*Exercise materials:*
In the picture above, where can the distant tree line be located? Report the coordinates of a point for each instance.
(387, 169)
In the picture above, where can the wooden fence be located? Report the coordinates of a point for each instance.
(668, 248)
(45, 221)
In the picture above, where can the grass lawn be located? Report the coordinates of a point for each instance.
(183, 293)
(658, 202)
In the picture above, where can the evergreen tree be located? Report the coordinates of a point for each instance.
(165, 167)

*To do:* Copy out all of the data exactly, leaving nothing out.

*Problem solution:*
In the picture above, where can the distant tree line be located? Report the coordinates of a point for each instance.
(387, 169)
In the picture above, where can the wooden fence be located? Report the coordinates of a point for each instance.
(668, 248)
(45, 221)
In the picture above, where can the grass lawn be located? Report the coordinates of a point for each instance.
(183, 293)
(658, 202)
In the picture above, where can the evergreen tree be located? Report the coordinates of a point for each instance.
(165, 167)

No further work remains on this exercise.